--- The data ---
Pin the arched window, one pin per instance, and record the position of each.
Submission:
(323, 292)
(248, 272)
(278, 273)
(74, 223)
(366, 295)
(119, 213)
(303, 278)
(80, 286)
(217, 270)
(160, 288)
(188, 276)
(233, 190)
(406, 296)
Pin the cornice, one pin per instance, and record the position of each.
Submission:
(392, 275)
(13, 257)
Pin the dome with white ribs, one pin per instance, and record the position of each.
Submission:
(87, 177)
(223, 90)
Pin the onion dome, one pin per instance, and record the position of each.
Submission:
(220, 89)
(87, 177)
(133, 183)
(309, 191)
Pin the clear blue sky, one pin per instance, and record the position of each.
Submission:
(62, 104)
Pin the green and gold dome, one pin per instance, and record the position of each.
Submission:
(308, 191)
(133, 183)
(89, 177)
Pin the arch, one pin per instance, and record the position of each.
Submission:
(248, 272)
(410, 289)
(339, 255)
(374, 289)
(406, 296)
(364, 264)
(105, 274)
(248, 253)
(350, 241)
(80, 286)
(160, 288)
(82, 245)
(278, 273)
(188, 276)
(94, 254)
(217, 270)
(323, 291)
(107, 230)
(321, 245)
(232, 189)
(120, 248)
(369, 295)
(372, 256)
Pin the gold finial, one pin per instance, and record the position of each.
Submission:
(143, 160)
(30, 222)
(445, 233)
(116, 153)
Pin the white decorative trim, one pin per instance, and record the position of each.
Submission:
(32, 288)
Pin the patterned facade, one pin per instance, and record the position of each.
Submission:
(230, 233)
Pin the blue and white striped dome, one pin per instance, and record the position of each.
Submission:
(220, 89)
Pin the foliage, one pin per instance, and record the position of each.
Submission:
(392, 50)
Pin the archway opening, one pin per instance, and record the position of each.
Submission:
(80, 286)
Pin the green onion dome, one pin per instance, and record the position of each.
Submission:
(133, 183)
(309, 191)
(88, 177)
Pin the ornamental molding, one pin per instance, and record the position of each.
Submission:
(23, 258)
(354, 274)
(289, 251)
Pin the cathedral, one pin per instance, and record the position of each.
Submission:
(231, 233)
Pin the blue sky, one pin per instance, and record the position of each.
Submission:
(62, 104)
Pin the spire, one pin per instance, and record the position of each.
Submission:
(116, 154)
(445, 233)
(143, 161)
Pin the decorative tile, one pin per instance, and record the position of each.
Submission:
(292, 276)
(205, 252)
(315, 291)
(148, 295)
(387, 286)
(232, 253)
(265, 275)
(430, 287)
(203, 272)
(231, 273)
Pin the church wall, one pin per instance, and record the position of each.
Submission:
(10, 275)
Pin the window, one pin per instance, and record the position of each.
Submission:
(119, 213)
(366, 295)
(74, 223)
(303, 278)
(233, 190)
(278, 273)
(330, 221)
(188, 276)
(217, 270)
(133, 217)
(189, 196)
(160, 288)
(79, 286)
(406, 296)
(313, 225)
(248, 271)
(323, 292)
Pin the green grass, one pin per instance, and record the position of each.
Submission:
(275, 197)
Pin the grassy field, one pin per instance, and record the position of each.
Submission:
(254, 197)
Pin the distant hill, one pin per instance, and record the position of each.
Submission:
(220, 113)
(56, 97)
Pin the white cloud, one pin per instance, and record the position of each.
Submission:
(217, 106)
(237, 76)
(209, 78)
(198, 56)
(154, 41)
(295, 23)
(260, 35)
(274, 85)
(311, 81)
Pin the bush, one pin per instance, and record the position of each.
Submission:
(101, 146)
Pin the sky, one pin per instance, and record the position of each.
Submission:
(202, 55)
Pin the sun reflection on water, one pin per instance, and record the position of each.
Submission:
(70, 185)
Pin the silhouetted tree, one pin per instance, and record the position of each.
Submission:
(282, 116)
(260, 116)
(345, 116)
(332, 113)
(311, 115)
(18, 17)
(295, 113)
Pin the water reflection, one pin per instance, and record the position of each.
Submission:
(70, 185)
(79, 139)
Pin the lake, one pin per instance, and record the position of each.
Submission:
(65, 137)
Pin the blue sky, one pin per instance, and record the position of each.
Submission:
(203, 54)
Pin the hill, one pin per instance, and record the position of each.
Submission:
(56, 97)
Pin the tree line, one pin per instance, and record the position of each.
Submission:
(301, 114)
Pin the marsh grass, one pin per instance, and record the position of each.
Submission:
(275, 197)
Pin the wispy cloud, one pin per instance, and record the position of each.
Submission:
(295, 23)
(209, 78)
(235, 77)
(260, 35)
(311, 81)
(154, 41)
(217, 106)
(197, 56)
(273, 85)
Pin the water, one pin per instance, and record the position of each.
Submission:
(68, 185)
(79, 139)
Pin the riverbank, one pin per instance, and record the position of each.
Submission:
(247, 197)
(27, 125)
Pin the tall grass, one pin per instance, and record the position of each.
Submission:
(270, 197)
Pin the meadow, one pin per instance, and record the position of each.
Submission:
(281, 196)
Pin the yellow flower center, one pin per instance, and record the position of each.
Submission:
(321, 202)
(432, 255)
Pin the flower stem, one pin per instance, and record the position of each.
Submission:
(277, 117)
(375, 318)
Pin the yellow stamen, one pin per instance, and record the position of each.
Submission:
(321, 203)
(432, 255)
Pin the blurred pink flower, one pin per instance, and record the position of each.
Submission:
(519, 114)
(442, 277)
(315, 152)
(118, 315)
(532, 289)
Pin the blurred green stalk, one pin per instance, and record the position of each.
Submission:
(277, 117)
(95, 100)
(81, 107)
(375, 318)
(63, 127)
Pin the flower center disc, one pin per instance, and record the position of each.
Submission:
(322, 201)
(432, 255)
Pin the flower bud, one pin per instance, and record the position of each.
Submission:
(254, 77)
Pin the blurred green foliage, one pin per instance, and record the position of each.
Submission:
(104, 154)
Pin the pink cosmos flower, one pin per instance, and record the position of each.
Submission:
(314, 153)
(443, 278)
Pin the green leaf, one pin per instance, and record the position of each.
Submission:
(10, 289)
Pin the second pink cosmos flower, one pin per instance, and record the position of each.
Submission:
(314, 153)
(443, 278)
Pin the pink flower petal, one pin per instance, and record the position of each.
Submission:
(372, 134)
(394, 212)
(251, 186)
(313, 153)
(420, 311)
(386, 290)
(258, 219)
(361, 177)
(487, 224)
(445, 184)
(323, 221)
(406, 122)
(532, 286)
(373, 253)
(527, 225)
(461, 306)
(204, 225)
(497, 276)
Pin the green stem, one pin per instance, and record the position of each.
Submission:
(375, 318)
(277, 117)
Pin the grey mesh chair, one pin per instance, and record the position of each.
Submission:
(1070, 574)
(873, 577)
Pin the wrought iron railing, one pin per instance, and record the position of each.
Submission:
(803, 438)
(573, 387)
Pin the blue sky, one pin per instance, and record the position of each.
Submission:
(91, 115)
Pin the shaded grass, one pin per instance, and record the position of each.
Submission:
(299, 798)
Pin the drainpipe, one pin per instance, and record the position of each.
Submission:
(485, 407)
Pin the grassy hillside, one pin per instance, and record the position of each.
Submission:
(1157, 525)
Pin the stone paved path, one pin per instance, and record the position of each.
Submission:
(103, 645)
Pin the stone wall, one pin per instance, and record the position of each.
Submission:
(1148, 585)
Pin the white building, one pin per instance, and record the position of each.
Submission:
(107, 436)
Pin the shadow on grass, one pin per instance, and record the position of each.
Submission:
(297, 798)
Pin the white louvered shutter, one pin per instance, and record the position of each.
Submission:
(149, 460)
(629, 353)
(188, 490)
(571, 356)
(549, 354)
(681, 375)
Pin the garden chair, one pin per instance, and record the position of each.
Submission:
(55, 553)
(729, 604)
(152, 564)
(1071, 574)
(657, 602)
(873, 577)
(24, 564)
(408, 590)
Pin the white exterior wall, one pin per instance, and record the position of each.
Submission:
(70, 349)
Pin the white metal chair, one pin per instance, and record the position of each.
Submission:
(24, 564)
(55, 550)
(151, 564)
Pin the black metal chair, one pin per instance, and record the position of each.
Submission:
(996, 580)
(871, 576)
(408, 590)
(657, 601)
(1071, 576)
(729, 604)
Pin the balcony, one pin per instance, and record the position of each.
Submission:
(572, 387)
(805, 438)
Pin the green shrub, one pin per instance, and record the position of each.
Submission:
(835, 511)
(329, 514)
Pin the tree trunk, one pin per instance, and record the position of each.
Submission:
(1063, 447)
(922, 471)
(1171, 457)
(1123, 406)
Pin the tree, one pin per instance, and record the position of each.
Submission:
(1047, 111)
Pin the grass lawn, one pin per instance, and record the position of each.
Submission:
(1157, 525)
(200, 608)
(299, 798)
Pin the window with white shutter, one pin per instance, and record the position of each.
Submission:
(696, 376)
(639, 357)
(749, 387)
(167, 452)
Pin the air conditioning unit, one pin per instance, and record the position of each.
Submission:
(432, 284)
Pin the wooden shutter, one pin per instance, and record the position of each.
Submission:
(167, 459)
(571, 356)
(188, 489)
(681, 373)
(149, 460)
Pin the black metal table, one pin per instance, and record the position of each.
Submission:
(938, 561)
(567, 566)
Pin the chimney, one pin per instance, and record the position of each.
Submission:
---
### Exercise instructions
Each line of the material that has the word "window" belongs in the answer.

### Your solution
Pin the arched window, one pin per instance, and record the position of each.
Pin the window, one pin per instance, and record the position of each.
Pin the window with white shutter, one pin per instance, and record the position of each.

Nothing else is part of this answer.